* START TEXT SECTION *

Likelihood calculators

In this and the following parts of this lesson, we will need the functions we have written to perform maximum likelihood estimation for a Negative Binomial distribution and for a mixture of two Negative Binomials. These are copied directly from previous lessons and the previous section of this lesson, so you do not need to focus on this rather long code cell.

[3]:
def log_like_iid_nbinom(params, n):
    """Log likelihood for i.i.d. NBinom measurements, parametrized
    by alpha, b=1/beta."""
    alpha, b = params

    if alpha <= 0 or b <= 0:
        return -np.inf

    return np.sum(st.nbinom.logpmf(n, alpha, 1/(1+b)))


def mle_iid_nbinom(n):
    """Perform maximum likelihood estimates for parameters for i.i.d.

* END TEXT SECTION *
* START DATASET EXCERPTS *

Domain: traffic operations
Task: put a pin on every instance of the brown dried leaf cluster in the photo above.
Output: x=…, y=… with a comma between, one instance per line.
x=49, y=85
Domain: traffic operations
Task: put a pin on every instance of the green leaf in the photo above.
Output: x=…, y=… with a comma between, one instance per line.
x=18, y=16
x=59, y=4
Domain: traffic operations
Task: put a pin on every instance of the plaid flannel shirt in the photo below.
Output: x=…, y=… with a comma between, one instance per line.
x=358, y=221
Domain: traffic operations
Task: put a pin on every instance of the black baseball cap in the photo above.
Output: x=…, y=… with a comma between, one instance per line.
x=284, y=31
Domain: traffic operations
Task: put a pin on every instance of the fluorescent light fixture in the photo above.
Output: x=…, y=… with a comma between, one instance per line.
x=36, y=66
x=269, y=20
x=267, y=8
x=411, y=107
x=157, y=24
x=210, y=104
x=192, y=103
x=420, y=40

* END DATASET EXCERPTS *

SET EXERCISE A
In the text on likelihood calculators, replace "code cell" with "code block" in the passage from "Likelihood calculators" up to and including "np.sum(st.nbinom.logpmf(n, alpha, 1/(1+b)))".
SET EXERCISE B
From the text on likelihood calculators, list every variable name that the function log_like_iid_nbinom takes as an argument or assigns within its body.
SET EXERCISE C
Take the text on likelihood calculators further, starting right after its last line.
The rows have no connection to the text on likelihood calculators.

EXERCISE RESPONSE A
Likelihood calculators

In this and the following parts of this lesson, we will need the functions we have written to perform maximum likelihood estimation for a Negative Binomial distribution and for a mixture of two Negative Binomials. These are copied directly from previous lessons and the previous section of this lesson, so you do not need to focus on this rather long code block.

[3]:
def log_like_iid_nbinom(params, n):
    """Log likelihood for i.i.d. NBinom measurements, parametrized
    by alpha, b=1/beta."""
    alpha, b = params

    if alpha <= 0 or b <= 0:
        return -np.inf

    return np.sum(st.nbinom.logpmf(n, alpha, 1/(1+b)))

EXERCISE RESPONSE B
params, n, alpha, b

EXERCISE RESPONSE C
    NBinom measurements, parametrized by alpha, b=1/beta"""
    with warnings.catch_warnings():
        warnings.simplefilter("ignore")

        res = scipy.optimize.minimize(
            fun=lambda params, n: -log_like_iid_nbinom(params, n),
            x0=np.array([3, 3]),
            args=(n,),
            method='Powell'
        )

    if res.success:
        return res.x
    else:
        raise RuntimeError('Convergence failed with message', res.message)


def initial_guess_mix(n, w_guess):
    """Generate initial guess for mixture model."""
    n_low = n[n < np.percentile(n, 100*w_guess)]
    n_high = n[n >= np.percentile(n, 100*w_guess)]

    alpha1, b1 = mle_iid_nbinom(n_low)
    alpha2, b2 = mle_iid_nbinom(n_high)

    return alpha1, b1, alpha2, b2


def log_like_mix(alpha1, b1, alpha2, b2, w, n):
    """Log-likeihood of binary Negative Binomial mixture model."""
    # Fix nonidentifieability be enforcing values of w
    if w < 0 or w > 1:
        return -np.inf

    # Physical bounds on parameters
    if alpha1 < 0 or alpha2 < 0 or b1 < 0 or b2 < 0:
        return -np.inf

    logx1 = st.nbinom.logpmf(n, alpha1, 1/(1+b1))
    logx2 = st.nbinom.logpmf(n, alpha2, 1/(1+b2))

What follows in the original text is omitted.